> **WORK TO DO**
a. In the forum question, what is the web application running on?
b. Retype the part of the entries that opens with the line containing "Annotation guideline: for every instance of the fence" and closes with the line containing "<point>77,96</point>", including both of those lines.

> **TEXT EXCERPT**
Linux – How to safely capture or duplicate incoming requests to a web server

apache-2.2linuxlinux-networkingweb-applications

We have taken over a legacy web application that we cannot modify (the source code is broken and deployment fails) and we will eventually rewrite. Ideally we would migrate it one step at a time but this is not possible since we cannot effectively modify the application.

I am in charge of rewriting the application and there are some complex synchronization algorithms that I'd like to test against the data POST'd to the current API.

What's the easiest and safest way to capture incoming HTTP requests with all associated data? The solution must be transparent to API users. The server is running on Ubuntu Linux and we have SSH access to it. The web app is running on Apache 2 on Ruby.

  • Use some sort of packet sniffer to capture incoming traffic. I'd have to figure out a way to replay these requests against a server of my own.
  • Change the DNS to point to another IP that would capture and log the request data, then redirect the request to the production server. I don't think we have access to network infrastructure so I assume this must be executed as a web service that returns a request with a redirect header to the real server. Seems fragile and could pose security concerns for browsers?
  • Use some sort of Apache module to do this.

> **SOURCE MATERIAL**
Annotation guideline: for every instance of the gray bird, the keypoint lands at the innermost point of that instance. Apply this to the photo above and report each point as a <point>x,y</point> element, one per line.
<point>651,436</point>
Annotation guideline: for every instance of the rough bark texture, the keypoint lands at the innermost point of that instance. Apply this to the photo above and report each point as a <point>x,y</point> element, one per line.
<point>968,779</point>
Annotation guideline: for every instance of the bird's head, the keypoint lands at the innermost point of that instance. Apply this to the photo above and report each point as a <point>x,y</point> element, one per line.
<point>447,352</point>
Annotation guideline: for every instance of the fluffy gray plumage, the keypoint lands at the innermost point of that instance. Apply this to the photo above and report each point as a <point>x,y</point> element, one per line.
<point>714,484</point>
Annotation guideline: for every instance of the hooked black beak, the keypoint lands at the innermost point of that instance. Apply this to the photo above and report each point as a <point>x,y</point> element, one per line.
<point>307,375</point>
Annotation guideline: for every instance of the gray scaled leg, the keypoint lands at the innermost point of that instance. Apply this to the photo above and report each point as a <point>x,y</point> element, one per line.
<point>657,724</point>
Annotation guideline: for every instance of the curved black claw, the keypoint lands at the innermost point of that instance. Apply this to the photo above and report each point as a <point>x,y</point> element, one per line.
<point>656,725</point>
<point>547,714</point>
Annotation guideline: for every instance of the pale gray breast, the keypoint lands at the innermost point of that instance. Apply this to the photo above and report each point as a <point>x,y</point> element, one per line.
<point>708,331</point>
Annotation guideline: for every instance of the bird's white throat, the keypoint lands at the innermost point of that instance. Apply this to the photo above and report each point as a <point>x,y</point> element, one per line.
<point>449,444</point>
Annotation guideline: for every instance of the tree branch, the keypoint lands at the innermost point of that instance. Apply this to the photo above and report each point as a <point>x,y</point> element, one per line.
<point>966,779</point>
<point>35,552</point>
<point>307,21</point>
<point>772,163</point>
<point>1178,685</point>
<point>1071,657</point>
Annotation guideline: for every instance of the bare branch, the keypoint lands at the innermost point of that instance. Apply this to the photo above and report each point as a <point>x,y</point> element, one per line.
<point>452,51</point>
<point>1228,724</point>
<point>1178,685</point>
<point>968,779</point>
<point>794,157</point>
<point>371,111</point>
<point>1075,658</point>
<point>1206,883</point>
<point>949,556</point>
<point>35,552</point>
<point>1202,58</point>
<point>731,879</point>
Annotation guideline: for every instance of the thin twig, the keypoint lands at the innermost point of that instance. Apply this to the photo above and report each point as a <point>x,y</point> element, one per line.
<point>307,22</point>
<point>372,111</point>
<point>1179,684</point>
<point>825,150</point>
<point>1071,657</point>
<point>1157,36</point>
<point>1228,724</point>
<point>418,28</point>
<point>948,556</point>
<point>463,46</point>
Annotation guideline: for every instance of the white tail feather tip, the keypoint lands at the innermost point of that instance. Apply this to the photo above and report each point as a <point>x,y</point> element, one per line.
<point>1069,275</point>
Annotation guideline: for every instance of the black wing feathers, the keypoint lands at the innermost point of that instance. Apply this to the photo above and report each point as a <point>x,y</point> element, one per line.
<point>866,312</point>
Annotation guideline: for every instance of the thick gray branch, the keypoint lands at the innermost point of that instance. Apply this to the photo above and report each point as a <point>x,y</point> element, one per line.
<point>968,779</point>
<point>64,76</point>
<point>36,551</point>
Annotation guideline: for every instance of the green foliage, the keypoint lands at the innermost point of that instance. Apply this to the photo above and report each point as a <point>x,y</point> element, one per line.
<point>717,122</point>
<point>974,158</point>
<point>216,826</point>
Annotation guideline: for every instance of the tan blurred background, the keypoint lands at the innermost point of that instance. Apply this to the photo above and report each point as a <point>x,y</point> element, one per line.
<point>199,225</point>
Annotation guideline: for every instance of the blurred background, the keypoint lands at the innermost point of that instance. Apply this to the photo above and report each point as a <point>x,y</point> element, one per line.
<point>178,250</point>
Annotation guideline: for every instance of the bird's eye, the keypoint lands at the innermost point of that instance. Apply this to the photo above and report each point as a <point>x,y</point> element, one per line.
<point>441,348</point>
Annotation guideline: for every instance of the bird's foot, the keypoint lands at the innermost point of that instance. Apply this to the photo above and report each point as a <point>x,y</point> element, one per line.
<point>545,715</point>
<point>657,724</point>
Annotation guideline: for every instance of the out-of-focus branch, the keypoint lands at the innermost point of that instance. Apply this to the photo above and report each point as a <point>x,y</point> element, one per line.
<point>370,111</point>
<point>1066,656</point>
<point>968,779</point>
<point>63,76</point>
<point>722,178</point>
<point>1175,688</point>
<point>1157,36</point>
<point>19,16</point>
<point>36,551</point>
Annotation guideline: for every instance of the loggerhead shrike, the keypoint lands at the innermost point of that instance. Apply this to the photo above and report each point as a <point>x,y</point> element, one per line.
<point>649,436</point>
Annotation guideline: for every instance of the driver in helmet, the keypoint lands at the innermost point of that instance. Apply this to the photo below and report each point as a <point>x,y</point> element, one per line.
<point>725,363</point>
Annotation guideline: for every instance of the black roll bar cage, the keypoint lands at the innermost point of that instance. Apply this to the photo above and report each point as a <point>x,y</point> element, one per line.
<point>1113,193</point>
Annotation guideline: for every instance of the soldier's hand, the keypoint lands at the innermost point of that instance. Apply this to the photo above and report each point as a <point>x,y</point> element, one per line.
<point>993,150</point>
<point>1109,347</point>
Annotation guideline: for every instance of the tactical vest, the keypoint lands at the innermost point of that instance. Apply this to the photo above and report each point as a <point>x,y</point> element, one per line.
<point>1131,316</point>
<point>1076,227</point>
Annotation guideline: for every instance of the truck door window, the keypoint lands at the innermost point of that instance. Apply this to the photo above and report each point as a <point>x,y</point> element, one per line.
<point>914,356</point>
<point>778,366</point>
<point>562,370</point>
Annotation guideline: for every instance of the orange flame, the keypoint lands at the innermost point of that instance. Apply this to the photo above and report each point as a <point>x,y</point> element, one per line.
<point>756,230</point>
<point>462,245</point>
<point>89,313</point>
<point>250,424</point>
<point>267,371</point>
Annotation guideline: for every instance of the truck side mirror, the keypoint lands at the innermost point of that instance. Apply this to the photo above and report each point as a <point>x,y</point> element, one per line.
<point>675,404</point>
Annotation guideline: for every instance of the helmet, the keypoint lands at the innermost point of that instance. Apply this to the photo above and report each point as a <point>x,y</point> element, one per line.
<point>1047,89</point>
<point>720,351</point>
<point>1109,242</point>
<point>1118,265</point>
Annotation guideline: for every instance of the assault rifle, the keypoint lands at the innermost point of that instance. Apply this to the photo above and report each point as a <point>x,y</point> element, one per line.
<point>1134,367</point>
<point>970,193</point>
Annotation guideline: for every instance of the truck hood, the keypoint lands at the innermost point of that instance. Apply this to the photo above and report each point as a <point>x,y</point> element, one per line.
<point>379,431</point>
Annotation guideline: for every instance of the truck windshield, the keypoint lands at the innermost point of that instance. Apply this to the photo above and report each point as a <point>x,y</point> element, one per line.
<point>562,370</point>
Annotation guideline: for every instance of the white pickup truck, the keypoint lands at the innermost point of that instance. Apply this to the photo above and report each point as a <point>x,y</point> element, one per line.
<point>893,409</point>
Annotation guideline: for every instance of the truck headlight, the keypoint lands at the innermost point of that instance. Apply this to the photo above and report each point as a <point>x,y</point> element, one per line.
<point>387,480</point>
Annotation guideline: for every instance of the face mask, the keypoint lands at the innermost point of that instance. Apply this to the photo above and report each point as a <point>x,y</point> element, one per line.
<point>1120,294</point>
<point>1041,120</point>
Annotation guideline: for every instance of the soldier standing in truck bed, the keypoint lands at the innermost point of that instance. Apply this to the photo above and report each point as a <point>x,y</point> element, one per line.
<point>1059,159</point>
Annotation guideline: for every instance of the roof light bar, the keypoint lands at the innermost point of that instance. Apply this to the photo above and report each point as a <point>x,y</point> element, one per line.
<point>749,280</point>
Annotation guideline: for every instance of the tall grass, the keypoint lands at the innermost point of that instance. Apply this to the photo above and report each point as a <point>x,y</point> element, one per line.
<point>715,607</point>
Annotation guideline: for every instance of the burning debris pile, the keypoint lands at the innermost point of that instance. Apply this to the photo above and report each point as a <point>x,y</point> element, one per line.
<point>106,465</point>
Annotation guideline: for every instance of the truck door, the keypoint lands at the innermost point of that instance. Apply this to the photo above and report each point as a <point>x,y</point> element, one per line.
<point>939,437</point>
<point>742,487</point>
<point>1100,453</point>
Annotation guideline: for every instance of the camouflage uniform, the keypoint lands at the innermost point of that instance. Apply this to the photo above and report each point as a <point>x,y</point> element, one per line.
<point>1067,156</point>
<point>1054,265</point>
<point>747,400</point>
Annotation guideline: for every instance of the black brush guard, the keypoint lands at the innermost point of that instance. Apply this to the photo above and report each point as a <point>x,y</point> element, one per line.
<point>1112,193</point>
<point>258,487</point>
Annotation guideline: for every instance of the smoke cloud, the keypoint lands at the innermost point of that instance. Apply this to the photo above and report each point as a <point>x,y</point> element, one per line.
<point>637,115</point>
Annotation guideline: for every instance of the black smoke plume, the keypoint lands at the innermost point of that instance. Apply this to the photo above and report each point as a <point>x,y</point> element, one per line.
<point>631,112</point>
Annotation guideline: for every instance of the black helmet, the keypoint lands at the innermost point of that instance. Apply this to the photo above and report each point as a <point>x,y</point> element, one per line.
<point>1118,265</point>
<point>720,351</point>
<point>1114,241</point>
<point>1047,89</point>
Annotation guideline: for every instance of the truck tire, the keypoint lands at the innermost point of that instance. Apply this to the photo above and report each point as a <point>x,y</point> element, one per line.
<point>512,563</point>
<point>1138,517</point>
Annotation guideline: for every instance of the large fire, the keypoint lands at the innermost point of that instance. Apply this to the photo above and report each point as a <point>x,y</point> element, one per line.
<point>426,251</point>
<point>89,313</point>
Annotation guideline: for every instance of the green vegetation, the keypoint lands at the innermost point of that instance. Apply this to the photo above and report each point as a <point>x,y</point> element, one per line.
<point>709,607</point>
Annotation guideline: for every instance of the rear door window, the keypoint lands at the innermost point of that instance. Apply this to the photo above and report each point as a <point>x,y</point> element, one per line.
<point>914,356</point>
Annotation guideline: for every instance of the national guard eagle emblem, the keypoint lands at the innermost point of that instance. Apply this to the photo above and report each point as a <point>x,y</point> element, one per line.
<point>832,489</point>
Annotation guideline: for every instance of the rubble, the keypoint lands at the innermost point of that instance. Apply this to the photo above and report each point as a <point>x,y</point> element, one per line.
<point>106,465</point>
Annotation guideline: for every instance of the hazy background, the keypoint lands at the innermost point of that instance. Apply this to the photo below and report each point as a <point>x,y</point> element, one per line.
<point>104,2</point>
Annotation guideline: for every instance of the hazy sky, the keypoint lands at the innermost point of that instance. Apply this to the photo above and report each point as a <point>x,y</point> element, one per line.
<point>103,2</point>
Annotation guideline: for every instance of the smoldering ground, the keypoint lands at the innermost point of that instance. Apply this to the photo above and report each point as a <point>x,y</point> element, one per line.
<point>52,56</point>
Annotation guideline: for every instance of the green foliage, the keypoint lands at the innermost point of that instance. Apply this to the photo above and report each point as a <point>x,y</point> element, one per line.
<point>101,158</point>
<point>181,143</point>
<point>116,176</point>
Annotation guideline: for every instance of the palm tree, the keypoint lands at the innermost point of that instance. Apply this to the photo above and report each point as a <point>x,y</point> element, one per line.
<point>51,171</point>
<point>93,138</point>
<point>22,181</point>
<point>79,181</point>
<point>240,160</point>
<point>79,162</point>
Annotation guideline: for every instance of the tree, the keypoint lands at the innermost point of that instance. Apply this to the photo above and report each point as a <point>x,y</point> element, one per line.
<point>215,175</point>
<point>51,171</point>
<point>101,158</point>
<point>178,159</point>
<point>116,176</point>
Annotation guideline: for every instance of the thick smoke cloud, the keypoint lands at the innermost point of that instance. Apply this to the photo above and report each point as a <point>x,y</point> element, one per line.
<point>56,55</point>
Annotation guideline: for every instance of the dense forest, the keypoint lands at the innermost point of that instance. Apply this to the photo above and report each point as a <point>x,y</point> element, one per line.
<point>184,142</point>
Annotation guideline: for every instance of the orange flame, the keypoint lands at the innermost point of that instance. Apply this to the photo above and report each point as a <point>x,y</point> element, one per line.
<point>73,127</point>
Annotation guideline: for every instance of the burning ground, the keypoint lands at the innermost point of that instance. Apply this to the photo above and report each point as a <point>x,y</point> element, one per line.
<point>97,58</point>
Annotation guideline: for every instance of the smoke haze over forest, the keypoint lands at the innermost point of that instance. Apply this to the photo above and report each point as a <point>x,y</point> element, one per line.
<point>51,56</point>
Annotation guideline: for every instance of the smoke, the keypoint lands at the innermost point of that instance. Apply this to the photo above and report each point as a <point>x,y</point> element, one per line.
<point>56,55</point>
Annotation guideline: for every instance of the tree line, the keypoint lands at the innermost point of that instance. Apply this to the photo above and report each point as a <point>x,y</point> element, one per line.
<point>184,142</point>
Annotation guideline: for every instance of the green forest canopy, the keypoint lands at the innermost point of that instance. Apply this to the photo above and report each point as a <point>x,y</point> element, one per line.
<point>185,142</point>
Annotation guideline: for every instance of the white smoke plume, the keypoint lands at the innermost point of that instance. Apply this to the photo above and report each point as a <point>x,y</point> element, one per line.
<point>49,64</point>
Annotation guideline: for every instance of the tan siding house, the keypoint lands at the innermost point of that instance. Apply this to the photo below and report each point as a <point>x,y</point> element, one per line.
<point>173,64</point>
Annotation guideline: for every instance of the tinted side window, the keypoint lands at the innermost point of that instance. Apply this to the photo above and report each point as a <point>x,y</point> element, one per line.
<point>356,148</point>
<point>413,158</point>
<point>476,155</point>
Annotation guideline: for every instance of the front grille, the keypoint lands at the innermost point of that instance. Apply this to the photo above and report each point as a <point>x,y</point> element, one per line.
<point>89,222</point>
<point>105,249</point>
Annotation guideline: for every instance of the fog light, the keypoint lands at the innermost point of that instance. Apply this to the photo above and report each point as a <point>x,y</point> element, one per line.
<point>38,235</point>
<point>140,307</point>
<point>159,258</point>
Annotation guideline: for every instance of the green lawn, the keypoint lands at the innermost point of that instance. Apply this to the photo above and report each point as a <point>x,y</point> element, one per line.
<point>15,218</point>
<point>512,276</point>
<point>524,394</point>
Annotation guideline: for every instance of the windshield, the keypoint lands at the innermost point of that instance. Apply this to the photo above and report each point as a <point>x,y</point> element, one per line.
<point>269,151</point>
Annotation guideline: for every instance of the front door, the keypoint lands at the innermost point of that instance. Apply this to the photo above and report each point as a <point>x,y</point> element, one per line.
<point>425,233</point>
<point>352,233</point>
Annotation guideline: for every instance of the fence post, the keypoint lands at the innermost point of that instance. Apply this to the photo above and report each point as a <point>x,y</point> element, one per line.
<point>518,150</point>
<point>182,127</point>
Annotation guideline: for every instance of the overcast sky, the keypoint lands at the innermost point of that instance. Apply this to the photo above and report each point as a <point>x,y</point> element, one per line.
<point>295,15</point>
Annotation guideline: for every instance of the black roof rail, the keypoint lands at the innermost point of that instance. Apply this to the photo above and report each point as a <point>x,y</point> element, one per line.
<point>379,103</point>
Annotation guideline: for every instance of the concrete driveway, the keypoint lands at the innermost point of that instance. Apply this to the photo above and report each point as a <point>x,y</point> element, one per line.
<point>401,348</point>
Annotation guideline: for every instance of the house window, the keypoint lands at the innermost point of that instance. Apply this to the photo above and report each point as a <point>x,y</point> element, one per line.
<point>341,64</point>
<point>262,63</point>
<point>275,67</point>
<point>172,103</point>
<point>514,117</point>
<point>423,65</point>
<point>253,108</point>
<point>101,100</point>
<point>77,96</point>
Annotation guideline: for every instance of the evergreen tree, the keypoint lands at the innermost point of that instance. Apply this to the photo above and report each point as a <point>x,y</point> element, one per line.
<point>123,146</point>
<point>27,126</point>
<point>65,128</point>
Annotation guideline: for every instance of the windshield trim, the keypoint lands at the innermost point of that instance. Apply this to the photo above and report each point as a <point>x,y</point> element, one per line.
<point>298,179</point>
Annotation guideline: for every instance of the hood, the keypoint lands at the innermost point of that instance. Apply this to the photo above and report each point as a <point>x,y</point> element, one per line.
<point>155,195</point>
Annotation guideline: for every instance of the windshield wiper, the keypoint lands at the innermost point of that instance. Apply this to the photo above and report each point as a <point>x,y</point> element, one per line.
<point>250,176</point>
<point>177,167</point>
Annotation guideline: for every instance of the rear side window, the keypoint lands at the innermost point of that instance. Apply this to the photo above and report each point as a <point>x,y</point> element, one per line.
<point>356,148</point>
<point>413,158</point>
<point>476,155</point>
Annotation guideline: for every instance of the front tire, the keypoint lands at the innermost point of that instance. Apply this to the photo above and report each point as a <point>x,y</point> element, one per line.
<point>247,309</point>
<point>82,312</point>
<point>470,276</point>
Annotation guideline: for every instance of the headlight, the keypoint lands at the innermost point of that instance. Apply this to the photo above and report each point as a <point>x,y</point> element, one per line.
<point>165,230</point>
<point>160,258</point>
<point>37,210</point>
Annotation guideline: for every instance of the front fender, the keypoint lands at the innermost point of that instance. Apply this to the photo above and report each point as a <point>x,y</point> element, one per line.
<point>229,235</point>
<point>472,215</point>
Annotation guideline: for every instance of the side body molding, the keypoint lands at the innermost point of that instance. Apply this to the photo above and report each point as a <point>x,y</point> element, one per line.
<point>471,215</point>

> **SOLUTION LIST**
a. Apache 2 on Ruby.

b.
Annotation guideline: for every instance of the fence post, the keypoint lands at the innermost point of that instance. Apply this to the photo above and report each point as a <point>x,y</point> element, one per line.
<point>518,150</point>
<point>182,127</point>
Annotation guideline: for every instance of the overcast sky, the keypoint lands at the innermost point of that instance. Apply this to the photo above and report each point as a <point>x,y</point> element, one per line.
<point>295,15</point>
Annotation guideline: for every instance of the black roof rail, the keypoint lands at the innermost point of that instance. Apply this to the photo above and report each point as a <point>x,y</point> element, one per line.
<point>379,103</point>
Annotation guideline: for every instance of the concrete driveway, the keypoint lands at the innermost point of that instance. Apply this to the photo above and report each point as a <point>x,y</point> element, one per line.
<point>401,348</point>
Annotation guideline: for every instance of the house window, the keypoint lands at the innermost point of that instance. Apply this to the photo above and report each point as a <point>x,y</point> element, one per line.
<point>341,64</point>
<point>262,63</point>
<point>275,67</point>
<point>172,103</point>
<point>514,117</point>
<point>423,65</point>
<point>253,108</point>
<point>101,100</point>
<point>77,96</point>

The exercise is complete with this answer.